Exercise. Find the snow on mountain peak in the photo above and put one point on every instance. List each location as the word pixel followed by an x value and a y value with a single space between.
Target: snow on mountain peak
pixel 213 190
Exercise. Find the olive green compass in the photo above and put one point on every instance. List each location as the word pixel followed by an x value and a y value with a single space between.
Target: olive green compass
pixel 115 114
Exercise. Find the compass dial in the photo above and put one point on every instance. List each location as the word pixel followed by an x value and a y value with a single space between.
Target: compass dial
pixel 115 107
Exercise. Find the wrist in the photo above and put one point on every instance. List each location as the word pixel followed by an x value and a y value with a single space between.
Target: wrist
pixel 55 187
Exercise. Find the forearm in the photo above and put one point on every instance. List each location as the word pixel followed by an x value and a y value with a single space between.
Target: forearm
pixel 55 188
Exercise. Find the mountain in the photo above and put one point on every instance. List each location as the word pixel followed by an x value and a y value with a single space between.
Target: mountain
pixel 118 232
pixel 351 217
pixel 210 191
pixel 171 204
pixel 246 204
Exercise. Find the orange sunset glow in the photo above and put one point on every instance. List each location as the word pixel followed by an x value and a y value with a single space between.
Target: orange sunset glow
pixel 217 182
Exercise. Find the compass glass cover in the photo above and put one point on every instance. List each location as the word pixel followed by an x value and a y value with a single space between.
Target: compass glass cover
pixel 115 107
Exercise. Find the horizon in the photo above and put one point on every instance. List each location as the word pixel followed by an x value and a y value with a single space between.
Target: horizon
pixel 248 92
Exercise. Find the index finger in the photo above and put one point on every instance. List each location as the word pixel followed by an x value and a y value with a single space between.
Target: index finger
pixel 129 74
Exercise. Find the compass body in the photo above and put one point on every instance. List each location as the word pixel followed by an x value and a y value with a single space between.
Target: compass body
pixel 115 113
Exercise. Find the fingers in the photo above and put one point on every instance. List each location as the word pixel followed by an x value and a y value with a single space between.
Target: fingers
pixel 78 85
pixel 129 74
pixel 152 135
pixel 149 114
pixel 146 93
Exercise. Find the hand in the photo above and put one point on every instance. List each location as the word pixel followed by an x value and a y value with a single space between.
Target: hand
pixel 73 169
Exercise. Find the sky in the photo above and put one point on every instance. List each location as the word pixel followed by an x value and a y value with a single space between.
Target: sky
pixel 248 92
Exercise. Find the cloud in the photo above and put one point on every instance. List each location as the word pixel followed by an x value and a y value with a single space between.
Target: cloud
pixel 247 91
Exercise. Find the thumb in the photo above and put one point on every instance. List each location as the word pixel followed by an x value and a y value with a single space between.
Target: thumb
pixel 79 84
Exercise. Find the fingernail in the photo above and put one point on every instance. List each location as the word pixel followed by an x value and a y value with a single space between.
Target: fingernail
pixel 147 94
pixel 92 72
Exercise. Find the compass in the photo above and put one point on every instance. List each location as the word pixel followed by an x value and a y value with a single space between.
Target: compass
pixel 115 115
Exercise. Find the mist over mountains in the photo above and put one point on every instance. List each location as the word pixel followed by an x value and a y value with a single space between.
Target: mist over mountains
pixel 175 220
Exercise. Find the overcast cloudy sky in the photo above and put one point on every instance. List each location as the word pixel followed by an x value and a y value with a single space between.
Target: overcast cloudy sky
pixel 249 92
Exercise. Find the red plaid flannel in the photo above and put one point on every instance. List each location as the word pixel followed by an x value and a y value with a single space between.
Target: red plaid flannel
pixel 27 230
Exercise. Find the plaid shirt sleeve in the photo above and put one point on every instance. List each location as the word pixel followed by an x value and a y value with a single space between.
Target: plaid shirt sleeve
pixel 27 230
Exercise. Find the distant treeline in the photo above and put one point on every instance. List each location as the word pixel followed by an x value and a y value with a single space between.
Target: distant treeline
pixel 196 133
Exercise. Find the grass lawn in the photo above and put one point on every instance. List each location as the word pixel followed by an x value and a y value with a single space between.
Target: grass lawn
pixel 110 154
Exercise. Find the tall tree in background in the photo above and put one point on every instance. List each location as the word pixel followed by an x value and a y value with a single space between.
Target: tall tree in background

> **Problem requirements**: Repeat all of the entries exactly.

> **Task output**:
Exercise. Find the snow on mountain peak in the photo above and put one point on every instance. List each location as the word pixel followed by an x value and a y value with a single space between.
Target: snow on mountain peak
pixel 213 190
Exercise. Find the olive green compass in the photo above and put one point on every instance. List each location as the word pixel followed by an x value and a y value with a single space between.
Target: olive green compass
pixel 115 114
Exercise. Find the compass dial in the photo above and put one point on every instance. List each location as the word pixel followed by an x value and a y value with a single space between.
Target: compass dial
pixel 115 107
Exercise. Find the wrist in the photo above and put one point on every instance. List each location as the word pixel followed by an x value and a y value with a single space between.
Target: wrist
pixel 55 187
Exercise. Find the forearm in the photo above and put one point on every instance. List each location as the word pixel followed by an x value and a y value with a single space between.
Target: forearm
pixel 55 188
Exercise. Find the mountain in the photo above and put one point on every instance. List each location as the word pixel followed by an x value and a y value with a single space between.
Target: mountain
pixel 118 232
pixel 351 217
pixel 210 191
pixel 171 204
pixel 246 204
Exercise. Find the orange sunset glow in the photo above and put one point on every instance. List each location as the word pixel followed by an x value and a y value with a single space between.
Target: orange sunset glow
pixel 217 182
Exercise. Find the compass glass cover in the photo above and put one point on every instance. List each location as the word pixel followed by an x value and a y value with a single space between.
Target: compass glass cover
pixel 115 107
Exercise. Find the horizon in the photo above and put one point on every instance. List each location as the word pixel followed by an x value and a y value with a single space between.
Target: horizon
pixel 248 92
Exercise. Find the index finger in the photo above and put one point on every instance. List each location as the word pixel followed by an x value and a y value with a single space between.
Target: index finger
pixel 129 74
Exercise. Find the compass body in the photo above and put one point on every instance. List each location as the word pixel followed by an x value and a y value with a single space between.
Target: compass body
pixel 115 113
Exercise. Find the fingers in the photo above and put one point on every instance. List each location as the word pixel followed by an x value and a y value with a single space between.
Target: fingers
pixel 78 85
pixel 129 74
pixel 152 135
pixel 149 114
pixel 146 93
Exercise. Find the hand in the photo above and put one point on every instance. List each location as the word pixel followed by an x value and a y value with a single space between.
Target: hand
pixel 73 169
Exercise. Find the sky in the photo above and put one point on every instance. List each location as the word pixel followed by an x value and a y value with a single space between.
Target: sky
pixel 248 92
Exercise. Find the cloud in the photo above and put one point on every instance. List each location as the word pixel followed by an x value and a y value with a single space between.
Target: cloud
pixel 247 91
Exercise. Find the thumb in the photo above and put one point on every instance. List each location as the word pixel followed by an x value and a y value with a single space between.
Target: thumb
pixel 79 84
Exercise. Find the fingernail in the photo above and put one point on every instance. List each location as the word pixel followed by an x value and a y value with a single space between.
Target: fingernail
pixel 147 94
pixel 92 72
Exercise. Find the compass in the photo above and put one point on every instance. List each location as the word pixel followed by an x value and a y value with a single space between.
Target: compass
pixel 115 115
Exercise. Find the mist over mountains in the photo above and put one point on every instance. List each location as the word pixel followed by an x value and a y value with a single space between.
Target: mist over mountains
pixel 175 220
Exercise. Find the overcast cloudy sky in the photo above and put one point on every instance. List each location as the word pixel followed by an x value and a y value with a single space between.
Target: overcast cloudy sky
pixel 249 92
Exercise. Find the red plaid flannel in the photo above and put one point on every instance. List each location as the word pixel followed by an x value and a y value with a single space between.
Target: red plaid flannel
pixel 27 230
Exercise. Find the plaid shirt sleeve in the photo above and put one point on every instance. List each location as the word pixel followed by an x value and a y value with a single space between.
Target: plaid shirt sleeve
pixel 27 230
Exercise. Find the distant treeline in the photo above and put one point on every instance. List each location as the word pixel followed by an x value and a y value with a single space between.
Target: distant treeline
pixel 196 133
Exercise. Find the grass lawn in the photo above and put one point on every instance. List each location as the word pixel followed by an x value and a y value with a single space between.
Target: grass lawn
pixel 110 154
Exercise. Find the tall tree in background in the photo above and put one point on every instance. List each location as the word pixel followed by an x value and a y value with a single space between.
Target: tall tree in background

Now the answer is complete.